--- Start of TEXT EXCERPT ---
Note: Some of this is obvious, but you never know who’s reading and what their exposure is. If there’s anything we missed or got wrong, let us know in comments.

General: An unnamed couple moves into a new home. Various cinematic time-fast-forward tropes age the couple to death.

In an unpublished interview, Moore describes this issue:

For my money, the most distressing episode yet was “The Time of Our Lives” in issue five, which wasn’t any kind of exposé of Cary Grant or Kate Hepburn, but which examined standard Hollywood passage-of-time devices in a genuinely upsetting and near-universal human context.

Cover

  • The clocks allude to the theme of the passage of time.

Page 1

panel 4

  • Continuing the theme of purgatory, “Rio Miserable” translates to “River of Sadness”, which would be Acheron in the underworld of Greek myth.
  • The poster profile looks like American actor John Wayne who did three unconnected “Rio” movies: “Grande”, “Bravo” and “Lobo.” This could be a missing fourth. (Thanks Bob Heer)

panel 5

  • Note the engagement(?) ring on the narrator’s hand.
  • Orson Welles” was a prominent American filmmaker.
  • “Citizen Hughes” conflates Welles’ film Citizen Kane and reclusive entrepreneur Howard Hughes (who bears some resemblance to William Randolph Hearst who Kane is somewhat based on.)
  • Commenter Victor Rees points out that Welles and Citizen Kane are very pertinent to the film time-compression tropes that are this issue’s theme. In one of Kane’s most well-known sequences, the protagonist’s marriage is shown crumbling through a montage of dinner sequences, edited so that they almost appear to form one conversation. The costumes change, the years pass and the married couple grow cold to one another.

Page 2

panel 1

  • “American Introspective Pictures” is a bit of a contradiction in terms. This is probably a riff on the real-world American International Pictures (whose name is also a bit self-contradictory).
  • The Time of Our Lives” is the name of a 2013 Australian TV show, though that makes no sense as a reference here. Moore and O’Neill do not appear to be referring to a specific movie, but more generally a commenting on time, especially the cliches films use to show the passage of time. This is perhaps a commentary on how shallowly “unbearably fast” films generally move. It is also in contrast to sitcoms (and superhero comics) where characters do not appear to age, and settings remain the same season after season.

panel 2

  • “Swiftsands” seems to refer to the sands of an hourglass slipping swiftly away.
  • Panels 2 and 4 form a fixed-camera sequence. From one panel to the next the gate shows wear and tear.
  • Note the time indication: “This is, what, late forties, something like that?”

panel 5

  • First mention of Richard, apparently the (past?) love interest of Purgatorio‘s unnamed female protagonist and part of some kind of love triangle. It might not be a triangle, per se, if it turns out to be the protagonist talking about herself in the third person.

panels 6-8

panel 8

  • Sweat sock” is a North American term for a typical athletic sock.

Page 3

panels 4-6

  • These form a fixed-camera sequence. The clock jumps from 4:05 to 7:20 to 10:10 apparently during a single kiss.
    This time-compression film trope is known as spinning clock hands. As films often do, Moore and O’Neill employ the time-compression montage tropes when characters are acting romantically (like a film cutting away to a montage during a sex scene.)

panel 7

  • The furniture and curtains are now reflecting styles from the late 1950s or early 1960s.
--- End of TEXT EXCERPT ---
### TASK REQUIREMENTS
a) Condense the paragraph in the comic annotations that begins "Commenter Victor Rees points out" into a short list, keeping its main facts.
b) Carry on with the comic annotations after their final note.
--- Start of DATA LINES ---
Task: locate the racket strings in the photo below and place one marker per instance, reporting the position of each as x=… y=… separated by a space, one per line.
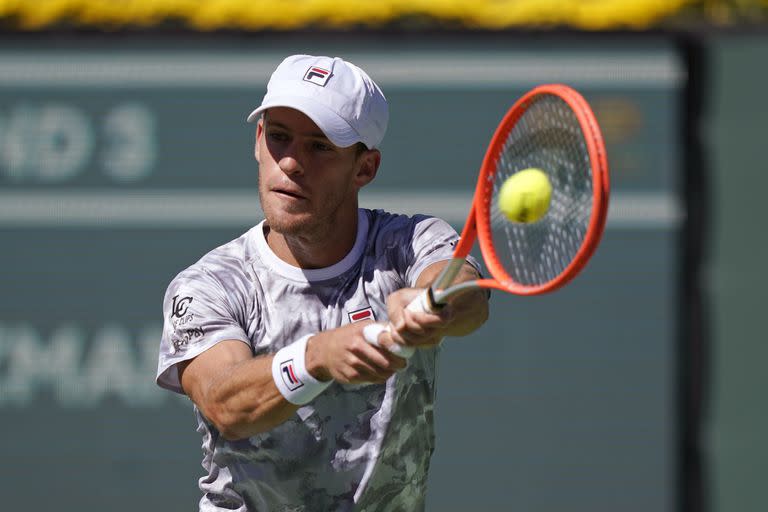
x=548 y=136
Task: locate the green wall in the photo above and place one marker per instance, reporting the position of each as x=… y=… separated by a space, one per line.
x=737 y=139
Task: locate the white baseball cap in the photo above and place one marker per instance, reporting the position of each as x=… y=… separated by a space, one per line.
x=338 y=96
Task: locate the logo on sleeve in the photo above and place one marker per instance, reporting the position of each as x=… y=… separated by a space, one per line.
x=289 y=375
x=317 y=76
x=361 y=314
x=179 y=307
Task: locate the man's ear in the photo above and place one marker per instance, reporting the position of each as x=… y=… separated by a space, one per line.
x=259 y=134
x=369 y=163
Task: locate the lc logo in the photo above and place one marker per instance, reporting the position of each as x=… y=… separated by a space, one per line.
x=179 y=307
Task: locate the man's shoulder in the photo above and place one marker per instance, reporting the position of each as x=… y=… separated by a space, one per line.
x=401 y=225
x=229 y=257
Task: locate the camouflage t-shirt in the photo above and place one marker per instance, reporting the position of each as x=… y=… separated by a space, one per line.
x=354 y=447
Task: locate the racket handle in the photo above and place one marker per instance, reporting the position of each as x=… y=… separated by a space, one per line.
x=371 y=334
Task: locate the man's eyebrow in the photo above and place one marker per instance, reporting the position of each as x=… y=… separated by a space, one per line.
x=278 y=124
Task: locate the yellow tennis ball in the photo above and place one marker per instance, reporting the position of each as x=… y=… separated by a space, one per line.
x=524 y=196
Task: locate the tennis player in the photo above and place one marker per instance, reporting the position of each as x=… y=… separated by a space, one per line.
x=265 y=333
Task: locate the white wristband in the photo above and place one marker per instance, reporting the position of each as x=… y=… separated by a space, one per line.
x=291 y=376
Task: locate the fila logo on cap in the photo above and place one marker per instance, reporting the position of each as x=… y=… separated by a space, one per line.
x=317 y=76
x=289 y=376
x=361 y=314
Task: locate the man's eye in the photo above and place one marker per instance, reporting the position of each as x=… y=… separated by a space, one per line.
x=322 y=146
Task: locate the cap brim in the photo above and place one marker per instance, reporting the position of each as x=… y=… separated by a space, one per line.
x=332 y=125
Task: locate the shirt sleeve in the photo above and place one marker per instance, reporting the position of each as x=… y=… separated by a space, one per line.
x=198 y=313
x=433 y=240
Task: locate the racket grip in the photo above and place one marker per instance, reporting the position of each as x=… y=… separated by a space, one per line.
x=371 y=334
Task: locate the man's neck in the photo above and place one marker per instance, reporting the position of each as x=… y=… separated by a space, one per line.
x=319 y=250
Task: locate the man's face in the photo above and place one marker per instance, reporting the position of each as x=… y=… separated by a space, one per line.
x=306 y=184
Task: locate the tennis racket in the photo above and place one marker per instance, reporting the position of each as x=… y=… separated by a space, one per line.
x=551 y=128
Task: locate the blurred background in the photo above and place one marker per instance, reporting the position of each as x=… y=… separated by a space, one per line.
x=125 y=156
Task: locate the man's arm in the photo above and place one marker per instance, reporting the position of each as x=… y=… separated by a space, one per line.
x=236 y=392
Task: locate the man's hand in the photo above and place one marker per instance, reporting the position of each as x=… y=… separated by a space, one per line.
x=416 y=329
x=343 y=355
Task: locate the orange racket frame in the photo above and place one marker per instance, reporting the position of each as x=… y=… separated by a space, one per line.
x=478 y=225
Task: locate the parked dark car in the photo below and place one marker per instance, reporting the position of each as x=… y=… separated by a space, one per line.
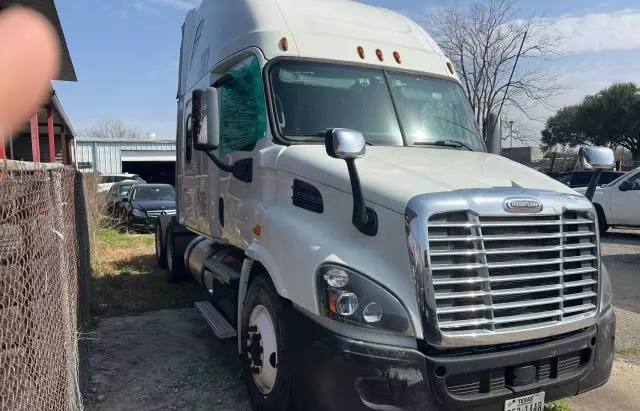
x=144 y=203
x=582 y=178
x=116 y=193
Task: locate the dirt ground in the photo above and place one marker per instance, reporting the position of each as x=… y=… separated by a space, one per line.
x=163 y=360
x=169 y=359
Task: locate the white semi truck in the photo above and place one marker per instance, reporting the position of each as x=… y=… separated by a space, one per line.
x=337 y=202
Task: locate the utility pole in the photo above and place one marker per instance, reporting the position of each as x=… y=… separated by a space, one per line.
x=511 y=135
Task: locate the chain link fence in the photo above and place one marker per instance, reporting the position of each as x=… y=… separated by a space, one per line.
x=47 y=221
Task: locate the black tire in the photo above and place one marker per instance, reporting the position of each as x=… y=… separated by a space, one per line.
x=124 y=222
x=603 y=226
x=175 y=266
x=161 y=258
x=261 y=293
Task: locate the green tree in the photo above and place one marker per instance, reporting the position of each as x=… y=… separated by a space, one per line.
x=610 y=117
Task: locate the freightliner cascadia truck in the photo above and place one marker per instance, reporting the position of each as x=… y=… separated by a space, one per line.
x=356 y=236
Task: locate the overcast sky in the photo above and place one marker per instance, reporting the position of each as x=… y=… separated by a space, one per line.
x=125 y=54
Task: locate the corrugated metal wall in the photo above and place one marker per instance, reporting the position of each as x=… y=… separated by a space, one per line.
x=104 y=156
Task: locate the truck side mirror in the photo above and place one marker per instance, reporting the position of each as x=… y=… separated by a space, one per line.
x=205 y=102
x=347 y=145
x=494 y=133
x=625 y=186
x=597 y=159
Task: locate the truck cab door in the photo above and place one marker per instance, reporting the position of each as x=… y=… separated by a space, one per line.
x=243 y=122
x=625 y=201
x=199 y=183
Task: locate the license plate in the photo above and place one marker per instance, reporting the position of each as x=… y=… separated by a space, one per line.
x=533 y=402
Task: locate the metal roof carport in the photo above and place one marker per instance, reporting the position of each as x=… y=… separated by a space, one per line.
x=48 y=134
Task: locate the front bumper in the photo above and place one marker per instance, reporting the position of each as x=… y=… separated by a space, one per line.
x=334 y=372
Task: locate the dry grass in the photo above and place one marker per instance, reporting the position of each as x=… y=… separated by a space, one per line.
x=127 y=279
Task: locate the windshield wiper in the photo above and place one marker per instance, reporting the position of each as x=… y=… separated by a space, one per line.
x=321 y=134
x=444 y=143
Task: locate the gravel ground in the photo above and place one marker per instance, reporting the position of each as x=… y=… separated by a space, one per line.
x=170 y=359
x=163 y=360
x=621 y=254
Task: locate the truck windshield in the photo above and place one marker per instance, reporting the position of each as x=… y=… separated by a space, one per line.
x=310 y=97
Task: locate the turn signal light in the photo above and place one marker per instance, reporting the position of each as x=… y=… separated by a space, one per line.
x=284 y=44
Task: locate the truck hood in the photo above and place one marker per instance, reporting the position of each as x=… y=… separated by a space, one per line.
x=391 y=176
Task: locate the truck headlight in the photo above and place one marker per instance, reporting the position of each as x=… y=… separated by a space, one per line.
x=347 y=296
x=139 y=213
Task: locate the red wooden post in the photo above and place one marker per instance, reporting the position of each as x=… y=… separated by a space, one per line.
x=35 y=139
x=3 y=153
x=52 y=141
x=65 y=147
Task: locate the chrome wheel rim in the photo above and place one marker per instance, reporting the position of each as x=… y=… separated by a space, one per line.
x=158 y=245
x=262 y=347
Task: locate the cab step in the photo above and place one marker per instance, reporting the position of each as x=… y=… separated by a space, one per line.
x=220 y=326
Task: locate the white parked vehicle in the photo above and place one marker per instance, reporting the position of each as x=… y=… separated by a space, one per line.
x=618 y=203
x=337 y=203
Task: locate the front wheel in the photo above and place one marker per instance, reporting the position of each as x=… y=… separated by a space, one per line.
x=265 y=352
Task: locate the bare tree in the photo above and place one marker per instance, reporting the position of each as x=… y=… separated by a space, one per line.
x=485 y=41
x=111 y=129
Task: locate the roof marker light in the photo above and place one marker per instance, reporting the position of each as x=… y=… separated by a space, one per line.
x=450 y=67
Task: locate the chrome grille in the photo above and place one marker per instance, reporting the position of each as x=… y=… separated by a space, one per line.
x=511 y=273
x=156 y=213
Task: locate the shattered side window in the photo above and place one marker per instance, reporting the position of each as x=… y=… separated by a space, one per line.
x=243 y=119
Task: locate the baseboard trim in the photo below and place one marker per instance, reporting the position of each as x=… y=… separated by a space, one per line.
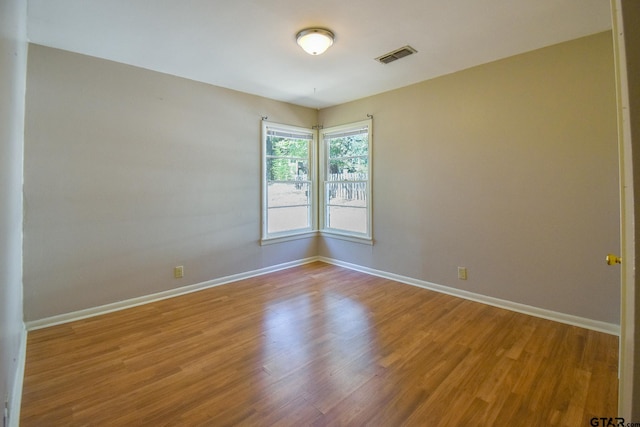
--- End of DATA LINES ---
### OUTPUTS FOR THE TASKS
a)
- Victor Rees notes that Welles and Citizen Kane are closely tied to the film time-compression tropes that form this issue's theme.
- One of Kane's best-known sequences shows the protagonist's marriage falling apart through a montage of dinner scenes.
- The scenes are edited so that they almost seem to form a single conversation.
- The costumes change, the years pass, and the married couple grows cold toward each other.

b)
panel 8

  • The man is showing signs of aging: getting somewhat heavier, wearing his coat unbuttoned.

Page 4 

panels 3-6

  • These form a fixed-camera sequence. The calendar pages indicate time flying, again. The man and woman age visibly, with hair lightening and facial wrinkles appearing.
    • This time-compression film trope is known as the exploding calendar.
    • The year on the calendar is 1968.

panel 7

  • Similar to the clock above, the characters assume the trope device is defective.

panel 8

  • Another film trope to indicate the passage of time is an ashtray getting full of cigarette butts.

Page 5

panel 1

  • The calendar year is up to 1970.

panel 3

  • The calendar is now up to 1973.

panel 5

panels 6-8

  • This fixed-camera sequence uses three time-compression tropes: the flowers wilt, the dog in the photo dies, and the setting outside the far window goes from night to day.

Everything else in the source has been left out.